We had our first night of official training with my local KC obedience club last night. I'm...not sure how I feel about it. I have no experience other than what I've read on here, so let me know if this is in line with obedience clubs in general. It felt messy. We are in the puppy class, which is for pups aged 13-26 weeks. We were supposed to be 11 but were only 8 on the night. Lots of waiting around (perfect time to c/t for calm at least). It was a 45 min session and we only did 4 things - instructor wanted to see how we got our dogs to focus on us; having the dogs take treats from our hands once they were calm and had given up trying to snuffle them out; collar touch; one recall with the instructor holding the pup and us calling them from a distance. It felt like the recall was just setting people up to fail - they were calling their pups while the pups were still busy sniffing the super interesting instructor. Xena was excitable (I was expecting the jumping beans dog) but she settled really well once we got a few metres distance between each dog. As soon as we were called together though... Leaving the club though...yikes. The puppy group is in a separate room, so you open the roller door and you're running the dog gauntlet. Dogs waiting for the next classes, dogs leaving the other classes, dogs jumping and pulling and barking everywhere. Once I had Xena's attention I resorted to luring her out with her treats. It was madness. I'm therefore thinking of doing some classes with a private training school in the city (40 minutes drive) - but the class is kept small and they're +R. I've already paid for the obedience club so I'll stick out the term, and I figure it can't hurt to train around distractions? Maybe my experience is par for the course with many clubs - would love to hear your thoughts and experiences.
Our first KC class is tomorrow night. I previously chatted with the trainer a few weeks ago to book up, but she also gave me some immediate advice about how to manage a particular behaviour. She was very helpful. I'm hoping that Ted (and we) will benefit from being trained with other dogs/owners. Watch this space, because Ted is going through what I can only call early-onset adolescence. I'll post elsewhere about that though...
@Xena Dog Princess well, I've never done a puppy class, but I don't think I'd like what you describe. Was there only one instructor for an anticipated 11 pups? Maybe they knew they'd only have 8, which is a much better number. I agree with your assessment of the recall, sounds like they set the pups up to fail. I'd have preferred they launch into teaching recall, not letting puppies learn it's optional. And the gauntlet sounds awful. We had a gauntlet to run in one of our classes but the dogs in class and leaving or waiting were at least six months old. Not baby puppies who might be terrified or hurt. I do like a group class, just maybe not that one.
@Deejay50 let me know how your class was - really interested to hear about other set ups! @Snowshoe yeah, not really ideal :/ I had hoped that an obedience club would be good because I'd like to get into rally-o or the competitive obedience side of things. You'd hope that a club would know what they're doing!

__PROBLEM TO WORK ON__.
In the forum thread about the puppy obedience class, what age range is the puppy class for?

(Extracted data entries)
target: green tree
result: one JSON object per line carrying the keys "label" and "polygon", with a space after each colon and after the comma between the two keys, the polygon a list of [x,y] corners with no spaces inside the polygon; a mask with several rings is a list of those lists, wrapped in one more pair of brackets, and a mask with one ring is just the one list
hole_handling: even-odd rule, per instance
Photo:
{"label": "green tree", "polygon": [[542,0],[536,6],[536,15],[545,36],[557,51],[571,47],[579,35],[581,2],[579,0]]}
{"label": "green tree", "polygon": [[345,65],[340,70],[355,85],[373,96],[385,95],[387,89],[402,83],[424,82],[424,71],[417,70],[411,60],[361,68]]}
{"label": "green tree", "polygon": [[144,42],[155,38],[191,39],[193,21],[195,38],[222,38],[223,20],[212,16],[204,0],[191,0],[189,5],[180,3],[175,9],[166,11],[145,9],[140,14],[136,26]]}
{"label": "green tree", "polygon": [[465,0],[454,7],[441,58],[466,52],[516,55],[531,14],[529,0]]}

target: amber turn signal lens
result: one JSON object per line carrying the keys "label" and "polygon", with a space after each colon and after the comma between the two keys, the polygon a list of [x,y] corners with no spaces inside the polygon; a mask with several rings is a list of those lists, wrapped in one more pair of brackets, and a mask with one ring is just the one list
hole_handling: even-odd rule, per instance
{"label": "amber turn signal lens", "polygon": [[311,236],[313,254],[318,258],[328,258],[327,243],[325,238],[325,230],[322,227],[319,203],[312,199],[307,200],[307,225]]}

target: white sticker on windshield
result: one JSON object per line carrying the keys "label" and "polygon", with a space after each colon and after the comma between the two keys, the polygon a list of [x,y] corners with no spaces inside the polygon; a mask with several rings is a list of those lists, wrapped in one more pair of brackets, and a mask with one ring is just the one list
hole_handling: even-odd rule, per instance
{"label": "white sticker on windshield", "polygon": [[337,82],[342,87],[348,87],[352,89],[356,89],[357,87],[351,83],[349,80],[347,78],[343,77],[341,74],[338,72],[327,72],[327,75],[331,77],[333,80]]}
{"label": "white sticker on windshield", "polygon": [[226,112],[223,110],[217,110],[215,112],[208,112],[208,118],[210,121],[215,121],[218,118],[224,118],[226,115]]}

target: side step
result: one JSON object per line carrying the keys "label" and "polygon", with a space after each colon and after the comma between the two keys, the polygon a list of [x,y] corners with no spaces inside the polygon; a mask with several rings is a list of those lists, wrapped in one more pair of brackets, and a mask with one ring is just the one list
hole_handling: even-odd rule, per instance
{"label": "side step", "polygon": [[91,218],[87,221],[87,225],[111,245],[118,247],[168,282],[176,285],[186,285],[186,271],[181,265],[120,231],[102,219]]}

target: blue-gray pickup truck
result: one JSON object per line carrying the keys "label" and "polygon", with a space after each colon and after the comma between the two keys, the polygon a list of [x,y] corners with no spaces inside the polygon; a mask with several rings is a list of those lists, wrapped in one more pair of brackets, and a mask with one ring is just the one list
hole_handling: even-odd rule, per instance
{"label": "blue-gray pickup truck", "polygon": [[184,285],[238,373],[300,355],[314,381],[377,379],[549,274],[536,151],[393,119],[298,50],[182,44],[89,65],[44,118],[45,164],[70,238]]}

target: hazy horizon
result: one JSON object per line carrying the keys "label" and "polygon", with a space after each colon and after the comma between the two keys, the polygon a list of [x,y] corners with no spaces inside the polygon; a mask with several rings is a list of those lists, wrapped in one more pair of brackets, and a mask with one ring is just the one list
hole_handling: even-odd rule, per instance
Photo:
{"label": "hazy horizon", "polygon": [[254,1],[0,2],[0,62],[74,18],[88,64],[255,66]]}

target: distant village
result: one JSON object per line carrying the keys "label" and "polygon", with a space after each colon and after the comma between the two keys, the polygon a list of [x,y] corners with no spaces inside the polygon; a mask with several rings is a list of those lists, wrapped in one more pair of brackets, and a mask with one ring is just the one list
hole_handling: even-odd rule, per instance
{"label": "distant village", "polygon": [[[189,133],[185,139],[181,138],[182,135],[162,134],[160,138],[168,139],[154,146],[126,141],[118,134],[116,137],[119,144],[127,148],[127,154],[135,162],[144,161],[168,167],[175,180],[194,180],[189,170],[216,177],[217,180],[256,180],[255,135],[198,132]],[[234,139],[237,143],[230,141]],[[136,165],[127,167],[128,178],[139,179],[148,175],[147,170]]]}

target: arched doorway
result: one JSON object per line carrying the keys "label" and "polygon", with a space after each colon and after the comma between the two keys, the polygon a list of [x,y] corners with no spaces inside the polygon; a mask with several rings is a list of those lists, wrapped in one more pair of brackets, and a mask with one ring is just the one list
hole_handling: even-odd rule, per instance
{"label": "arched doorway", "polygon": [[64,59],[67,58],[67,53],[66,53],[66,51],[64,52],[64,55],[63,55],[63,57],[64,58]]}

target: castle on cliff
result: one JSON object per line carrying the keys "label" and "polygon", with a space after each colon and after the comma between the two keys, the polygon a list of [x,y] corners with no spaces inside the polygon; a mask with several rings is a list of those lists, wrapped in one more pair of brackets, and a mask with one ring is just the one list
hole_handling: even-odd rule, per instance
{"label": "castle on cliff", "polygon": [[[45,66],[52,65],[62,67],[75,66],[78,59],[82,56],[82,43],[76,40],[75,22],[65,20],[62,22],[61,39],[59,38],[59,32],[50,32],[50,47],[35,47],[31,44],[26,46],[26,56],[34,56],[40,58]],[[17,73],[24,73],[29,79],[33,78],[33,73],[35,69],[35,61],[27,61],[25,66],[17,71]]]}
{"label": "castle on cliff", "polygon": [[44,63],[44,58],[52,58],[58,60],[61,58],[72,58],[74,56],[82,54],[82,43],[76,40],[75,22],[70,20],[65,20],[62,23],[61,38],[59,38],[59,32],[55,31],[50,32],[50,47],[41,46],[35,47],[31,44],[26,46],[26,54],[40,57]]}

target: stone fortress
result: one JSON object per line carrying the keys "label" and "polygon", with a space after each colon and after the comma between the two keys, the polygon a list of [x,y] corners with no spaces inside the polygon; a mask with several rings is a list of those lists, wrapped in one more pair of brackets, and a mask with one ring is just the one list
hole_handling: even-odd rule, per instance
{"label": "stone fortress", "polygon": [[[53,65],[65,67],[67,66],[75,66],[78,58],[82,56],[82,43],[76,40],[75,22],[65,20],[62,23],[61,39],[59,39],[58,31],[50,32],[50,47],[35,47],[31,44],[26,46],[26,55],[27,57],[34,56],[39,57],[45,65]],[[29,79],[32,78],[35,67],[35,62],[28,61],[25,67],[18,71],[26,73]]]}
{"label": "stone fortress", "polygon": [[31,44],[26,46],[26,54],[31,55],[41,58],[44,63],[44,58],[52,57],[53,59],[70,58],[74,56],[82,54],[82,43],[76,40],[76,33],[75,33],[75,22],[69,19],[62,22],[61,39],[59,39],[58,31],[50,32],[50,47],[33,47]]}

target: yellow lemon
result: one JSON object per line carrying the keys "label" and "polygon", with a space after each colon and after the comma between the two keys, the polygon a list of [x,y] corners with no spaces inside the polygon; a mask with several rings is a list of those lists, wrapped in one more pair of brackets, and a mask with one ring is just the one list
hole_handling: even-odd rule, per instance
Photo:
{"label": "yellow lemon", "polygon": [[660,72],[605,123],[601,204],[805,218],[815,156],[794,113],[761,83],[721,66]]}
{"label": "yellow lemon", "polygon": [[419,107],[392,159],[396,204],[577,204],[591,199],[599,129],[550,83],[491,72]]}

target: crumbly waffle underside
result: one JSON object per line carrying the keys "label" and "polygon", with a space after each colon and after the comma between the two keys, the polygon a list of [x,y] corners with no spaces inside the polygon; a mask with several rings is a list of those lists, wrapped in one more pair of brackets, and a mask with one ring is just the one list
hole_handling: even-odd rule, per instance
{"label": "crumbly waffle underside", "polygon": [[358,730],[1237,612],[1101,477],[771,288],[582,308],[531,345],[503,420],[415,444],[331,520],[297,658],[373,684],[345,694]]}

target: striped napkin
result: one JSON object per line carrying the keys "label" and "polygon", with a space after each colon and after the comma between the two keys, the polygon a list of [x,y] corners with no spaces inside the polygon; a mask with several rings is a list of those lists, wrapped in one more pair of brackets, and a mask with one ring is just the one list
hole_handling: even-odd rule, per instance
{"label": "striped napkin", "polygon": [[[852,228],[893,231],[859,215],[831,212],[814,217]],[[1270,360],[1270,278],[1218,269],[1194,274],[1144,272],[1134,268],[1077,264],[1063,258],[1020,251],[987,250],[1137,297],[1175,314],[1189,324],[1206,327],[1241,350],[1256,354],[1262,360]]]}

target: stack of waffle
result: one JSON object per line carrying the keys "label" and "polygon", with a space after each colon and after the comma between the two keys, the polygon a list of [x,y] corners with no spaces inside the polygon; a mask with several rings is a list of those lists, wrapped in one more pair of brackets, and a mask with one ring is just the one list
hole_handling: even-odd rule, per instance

__RESPONSE AREA__.
Pups aged 13-26 weeks.